Entries from a pointing dataset:
>> start

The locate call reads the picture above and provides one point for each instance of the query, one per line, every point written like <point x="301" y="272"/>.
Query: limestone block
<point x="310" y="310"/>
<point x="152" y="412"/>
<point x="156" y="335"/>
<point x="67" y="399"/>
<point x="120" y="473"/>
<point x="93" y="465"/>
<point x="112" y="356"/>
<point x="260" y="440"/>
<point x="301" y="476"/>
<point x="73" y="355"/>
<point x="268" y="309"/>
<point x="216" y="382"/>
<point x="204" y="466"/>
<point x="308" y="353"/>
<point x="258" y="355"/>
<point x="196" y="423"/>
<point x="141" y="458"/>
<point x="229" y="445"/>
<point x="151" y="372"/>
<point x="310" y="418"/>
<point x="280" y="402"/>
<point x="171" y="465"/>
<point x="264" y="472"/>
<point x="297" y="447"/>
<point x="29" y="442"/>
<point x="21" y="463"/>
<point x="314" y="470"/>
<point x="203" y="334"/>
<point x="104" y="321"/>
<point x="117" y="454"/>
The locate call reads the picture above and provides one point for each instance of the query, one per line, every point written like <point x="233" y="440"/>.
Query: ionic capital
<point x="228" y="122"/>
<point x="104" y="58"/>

>> end
>> start

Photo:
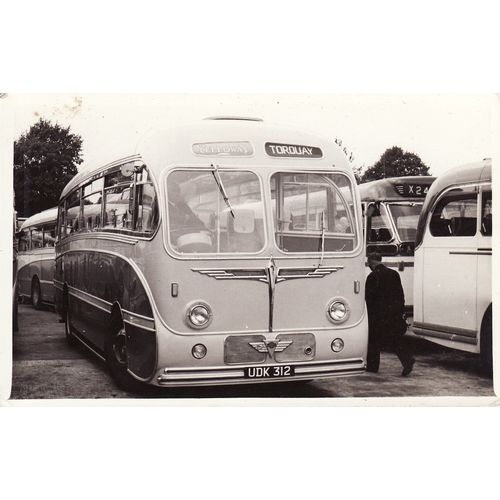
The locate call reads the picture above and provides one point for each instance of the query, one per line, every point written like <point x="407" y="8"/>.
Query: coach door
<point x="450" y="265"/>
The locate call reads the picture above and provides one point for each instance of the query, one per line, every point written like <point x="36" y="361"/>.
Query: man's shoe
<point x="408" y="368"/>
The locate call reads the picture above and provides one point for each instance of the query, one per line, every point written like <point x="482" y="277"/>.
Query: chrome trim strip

>> end
>> start

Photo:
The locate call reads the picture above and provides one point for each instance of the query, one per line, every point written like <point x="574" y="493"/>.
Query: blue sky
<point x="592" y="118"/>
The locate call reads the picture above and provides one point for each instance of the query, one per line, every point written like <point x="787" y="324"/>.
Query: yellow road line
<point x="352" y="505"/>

>> end

Pull out every line of the data above that contains the word "provides", copying each one in full. Match case exactly.

Finished task –
The locate call reads the picture above and provides one point for each instance of the query, one per line, every point written like <point x="301" y="272"/>.
The locate call reads the picture above and provides one point for each instance of the query, one per line, every point written like <point x="233" y="440"/>.
The locate call reads the picture above and provides one point for each instance of the query, one per line, every point written like <point x="407" y="8"/>.
The locate call reads the picture above and provides one point for each instance of the query, one per line, every point written like <point x="36" y="361"/>.
The locate call reads the picture above and provides one point for each instance of the query, one per line, every point written like <point x="482" y="277"/>.
The locate call reads the picture above and provides one point for each instance of the query, one per line, every point written like <point x="574" y="493"/>.
The locate call reads the picture above and provides one point for each instance of the query, one per line, every point written like <point x="787" y="324"/>.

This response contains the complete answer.